* Data supplied:
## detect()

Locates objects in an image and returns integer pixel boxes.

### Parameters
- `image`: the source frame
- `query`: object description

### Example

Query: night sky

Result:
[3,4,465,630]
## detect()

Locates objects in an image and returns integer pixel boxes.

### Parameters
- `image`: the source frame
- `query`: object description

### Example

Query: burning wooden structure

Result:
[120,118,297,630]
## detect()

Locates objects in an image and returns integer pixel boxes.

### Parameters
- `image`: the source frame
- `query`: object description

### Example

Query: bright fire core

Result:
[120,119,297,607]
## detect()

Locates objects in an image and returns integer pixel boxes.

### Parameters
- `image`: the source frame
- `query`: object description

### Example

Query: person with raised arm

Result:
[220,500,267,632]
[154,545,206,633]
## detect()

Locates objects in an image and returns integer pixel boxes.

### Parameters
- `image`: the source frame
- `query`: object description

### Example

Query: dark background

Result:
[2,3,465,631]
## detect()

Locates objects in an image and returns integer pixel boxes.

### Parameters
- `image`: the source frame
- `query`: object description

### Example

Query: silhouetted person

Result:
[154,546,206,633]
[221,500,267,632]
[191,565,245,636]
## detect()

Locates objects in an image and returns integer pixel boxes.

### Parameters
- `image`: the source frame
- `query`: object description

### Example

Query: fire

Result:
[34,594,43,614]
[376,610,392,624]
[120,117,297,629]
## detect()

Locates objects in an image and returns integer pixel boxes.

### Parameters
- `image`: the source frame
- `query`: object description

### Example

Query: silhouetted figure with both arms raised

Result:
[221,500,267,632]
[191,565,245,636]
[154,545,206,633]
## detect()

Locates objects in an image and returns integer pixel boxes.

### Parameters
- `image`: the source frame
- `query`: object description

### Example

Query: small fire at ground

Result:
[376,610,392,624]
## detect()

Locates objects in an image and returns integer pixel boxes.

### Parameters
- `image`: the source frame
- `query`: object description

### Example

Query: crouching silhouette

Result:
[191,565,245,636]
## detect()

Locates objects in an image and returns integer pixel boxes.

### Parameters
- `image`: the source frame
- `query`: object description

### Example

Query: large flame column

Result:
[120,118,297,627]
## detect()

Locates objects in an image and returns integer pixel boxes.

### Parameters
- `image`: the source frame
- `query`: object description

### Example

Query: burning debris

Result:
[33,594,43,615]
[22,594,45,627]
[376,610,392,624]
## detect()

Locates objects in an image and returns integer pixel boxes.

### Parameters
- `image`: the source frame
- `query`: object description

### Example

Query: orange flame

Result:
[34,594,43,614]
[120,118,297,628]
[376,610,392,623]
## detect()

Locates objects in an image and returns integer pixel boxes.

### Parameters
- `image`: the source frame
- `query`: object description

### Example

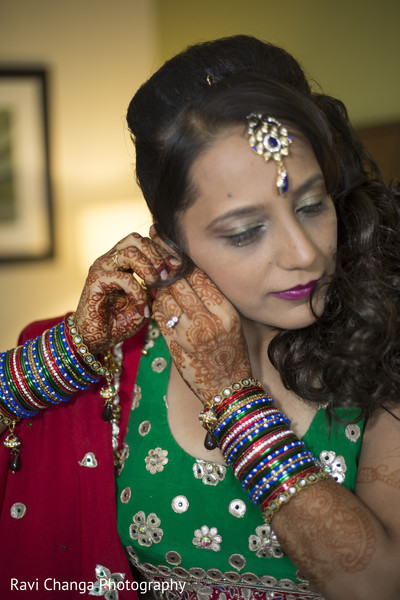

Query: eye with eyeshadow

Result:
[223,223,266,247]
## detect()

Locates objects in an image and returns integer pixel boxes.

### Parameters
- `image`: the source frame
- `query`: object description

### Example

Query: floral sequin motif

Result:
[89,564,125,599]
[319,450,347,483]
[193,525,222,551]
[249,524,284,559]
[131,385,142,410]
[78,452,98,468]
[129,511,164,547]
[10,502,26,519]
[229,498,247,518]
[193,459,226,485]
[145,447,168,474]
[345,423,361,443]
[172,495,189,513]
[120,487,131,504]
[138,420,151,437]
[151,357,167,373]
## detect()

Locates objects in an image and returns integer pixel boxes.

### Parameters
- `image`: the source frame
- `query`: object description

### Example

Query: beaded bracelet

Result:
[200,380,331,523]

* What the task requires:
A word-for-word reprint of the listing above is needed, minus the pictures.

* Output of the exercise:
## detect()

Locates objects in an image and returns integer pixel boxes.

### Parameters
- `image`: the source frame
- `query`: object description

### Example

Query: night sky

Result:
[3,4,465,630]
## detect()

Locates objects in an image and returns integer pixel boxes.

### Parameters
- `image`: the source frame
- `query`: object description

### Example

Query: burning wooden structure

Result:
[120,118,297,630]
## detect()

Locates objects in an image and returns integer pixel boxes.

### Parameters
- `image`: the source frame
- `query`: object description

### Example

Query: bright fire core

Result:
[120,119,297,607]
## detect()

Locates objects in an image and returns integer pixel boxes.

### Parameters
- `image`: the source frame
- `query`: object description

### Example

Query: person with raised arm

Result:
[220,500,267,632]
[154,545,206,633]
## detect()

Locates objects in an image and returns integer pixel boxes.

### Parameters
- `image`: the source frame
- `query`: object description

### Example

Query: dark background

Result:
[2,3,465,631]
## detect()

Locates objects in an image and returns integer pixel boxes.

### Parameters
- `image`: the source frame
- `query`: object description

### Example

Query: silhouetted person

Result:
[154,546,206,633]
[221,500,267,632]
[191,565,245,636]
## detect()

Locates objects in an image and returns integer pixel boxes.

### Parameters
- `image`: the source frame
- `query`: object description

### Example

Query: fire

Result:
[34,594,43,614]
[376,610,392,624]
[120,117,297,629]
## detect()

Locates objects in an image and returns integer pixel boxes.

### Parameters
- `image`: the source frame
- `query`: object description

### Example

Query: silhouetted figure with both arms raised

Result:
[221,500,267,632]
[191,565,245,636]
[154,545,206,633]
## detect()

Locates objects in an image and returns integer pixel boxes.

### Parameters
- `image`: the source frame
- `query`: object description

### Example

Query: small fire at ground

Result:
[376,610,392,624]
## detect()

Locates objects in an image and returns integer pixel boxes.

### Parameters
- `image`: the source frame
- `query`: object description

### Example

Query: crouching silhouette

Result:
[191,565,245,636]
## detect()

Locates objects in an image and returns integer pixel boxes.

### Parameters
- `image`: the source frame
- `query`: object description

### Example

Query: large flame column

Result:
[120,118,297,627]
## detect()

Locates objects in an image and returns integer pixel boxes.

### Parameters
- `image`: the source frame
- `query`: object description

### Example

Query: burning debris

Result:
[33,594,43,615]
[22,594,45,627]
[376,610,392,624]
## detect()

Locates objects in an image and returns integer pixel boxes.

### Parameters
- `image`: the source frame
- `query`: object description

### Example

Query: orange flame

Result:
[34,594,43,614]
[120,118,297,628]
[376,610,392,623]
## detect()

Locates objects in an image and returns integer pixel boxes.

### Parameters
- `image`: the source frame
- `query`: object description

### Example


Query: eye with eyeshadow

Result:
[223,223,266,247]
## detect()

Locates objects in an image and returns integer pixel boxes.

### Parameters
- `image`: the source frame
- `query`: object description

### Example

Query: floral sequin motif

Result:
[89,564,125,599]
[319,450,347,483]
[193,525,222,551]
[249,524,284,559]
[131,385,142,410]
[78,452,98,468]
[129,511,164,547]
[10,502,26,519]
[229,498,247,518]
[193,459,226,485]
[145,447,168,474]
[345,423,361,443]
[172,495,189,513]
[120,487,131,504]
[138,420,151,437]
[151,357,167,373]
## detect()

Locates objects in an image and returns integer pixel boxes.

### Parameters
- `image`: the source frame
- `query`: object description

### Example

Query: beaded bracelet

Result:
[200,380,331,523]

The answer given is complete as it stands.